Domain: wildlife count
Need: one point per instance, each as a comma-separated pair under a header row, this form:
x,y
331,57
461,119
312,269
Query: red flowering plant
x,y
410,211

========================================================================

*Instruction*: Please reproduce the entries above, replacing "Query" with "Target" and leaving everything else unchanged.

*Output*:
Domain: wildlife count
Need: one point per instance, each as a comma-separated pair under a header row, this form:
x,y
331,57
461,119
312,269
Target: red flowering plant
x,y
410,211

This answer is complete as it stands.